=== Material for the task ===

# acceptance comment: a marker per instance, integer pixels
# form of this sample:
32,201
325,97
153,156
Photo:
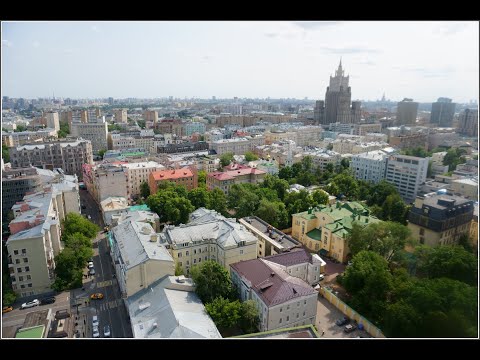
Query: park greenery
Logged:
436,297
214,287
77,237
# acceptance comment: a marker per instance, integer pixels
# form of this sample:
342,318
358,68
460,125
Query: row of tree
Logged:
215,289
77,236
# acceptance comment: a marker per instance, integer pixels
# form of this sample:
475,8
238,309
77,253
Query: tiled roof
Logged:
296,256
171,174
271,283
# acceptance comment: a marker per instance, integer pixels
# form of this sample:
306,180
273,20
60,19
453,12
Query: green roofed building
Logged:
34,332
325,228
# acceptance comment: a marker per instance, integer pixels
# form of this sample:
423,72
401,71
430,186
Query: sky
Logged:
248,59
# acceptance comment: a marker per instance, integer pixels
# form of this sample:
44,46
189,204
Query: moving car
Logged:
96,296
342,321
106,331
30,304
49,300
350,328
95,332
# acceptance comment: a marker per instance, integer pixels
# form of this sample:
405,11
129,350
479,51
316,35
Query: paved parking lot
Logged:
327,314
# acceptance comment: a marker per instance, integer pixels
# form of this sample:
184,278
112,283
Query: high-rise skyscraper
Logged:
407,112
338,99
442,112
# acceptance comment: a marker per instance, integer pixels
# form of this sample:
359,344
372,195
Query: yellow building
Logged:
325,227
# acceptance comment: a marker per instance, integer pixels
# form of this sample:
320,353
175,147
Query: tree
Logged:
273,213
226,159
202,179
249,318
218,201
199,197
384,238
225,313
212,280
249,156
320,197
144,190
75,223
449,261
5,153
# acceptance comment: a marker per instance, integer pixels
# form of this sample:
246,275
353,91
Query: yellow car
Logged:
96,296
7,309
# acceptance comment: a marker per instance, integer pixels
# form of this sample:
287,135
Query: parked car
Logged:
342,321
349,328
6,309
30,304
106,331
95,332
49,300
95,321
96,296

===

Requirement: Go through the entries. Report every line that contains the word "building".

Output:
Query: green roofed building
Query: yellow building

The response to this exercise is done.